## Page text
Mahaparshad being prepared in the Bidhi Chand Dal


The possible negative impacts of meat consumption should also be considered. For example if an individual has difficulty maintaining self discipline such as arising early in the morning and following a set routine, then consumption of heavy food such as Jhatka meat should not be consumed. For this reason Jhatka is only practised by Nihang Singhs as a matter of preserving the Gurus tradition and not for pleasure of the tongue. It should only be eaten by those of martial inclination; 


“Today people have changed traditions in order to please the desire of the tongue and eat other forms of meat from shops etc...Jhatka was a special tradition that was only for the soldiers of the Guru to practise, not normal householder Sikhs.” (Giani Thakur Singh, Asa Di Var Viakhya Part 25)

## Given exercise 1
In the passage on Jhatka meat, which group practises Jhatka to preserve the Gurus' tradition?
## Given exercise 2
Write the next part of the passage on Jhatka meat, picking up after its closing quotation and citation.
These rows have no connection to the passage on Jhatka meat.

Rows from a data source:
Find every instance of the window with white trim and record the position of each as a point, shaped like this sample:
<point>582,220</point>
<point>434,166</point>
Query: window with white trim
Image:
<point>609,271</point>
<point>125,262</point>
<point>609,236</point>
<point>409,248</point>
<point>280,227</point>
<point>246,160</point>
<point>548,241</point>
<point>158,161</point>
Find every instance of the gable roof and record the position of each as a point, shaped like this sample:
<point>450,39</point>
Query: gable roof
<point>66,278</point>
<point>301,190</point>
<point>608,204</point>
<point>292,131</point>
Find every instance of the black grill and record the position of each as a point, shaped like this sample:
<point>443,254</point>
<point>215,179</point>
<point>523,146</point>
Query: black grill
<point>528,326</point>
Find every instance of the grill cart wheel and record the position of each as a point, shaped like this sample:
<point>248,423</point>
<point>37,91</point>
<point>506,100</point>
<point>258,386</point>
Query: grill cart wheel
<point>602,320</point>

## Task response 1
Nihang Singhs

## Task response 2
Partap Singh Mehta, while commenting on the Gurus instructions regarding meat states;


‘Satguru has ordered one to make the following choice, first draw a line and decide which side you want to stand on. If you wish to carry arms and live according to Kshatri Dharam (way of a warrior) then you should go hunting, hold foremost Kshatri ideals and eat meat. If you wish to stay Vaishnu (vegetarian) or follow the path of the saints then meat is forbidden. Those who wish just to meditate on God and those of Sattvic nature should not eat meat as it promotes Tamogun within the mind. They who practise for Dharam yudh and the protection of the weak, in battle they must spill much blood and be ready to sacrifice their own life. Such a person should have no fear of hunting and eating meat as they are preserving their Kshatri Dharam. But remember this, to eat meat because the tongue desires it or to indulge in pleasure is sin and in Sri Guru Granth Sahib Ji it is said such a person will reap severe punishment.’ (Sau Sakhi Steek, Part 2, page 137)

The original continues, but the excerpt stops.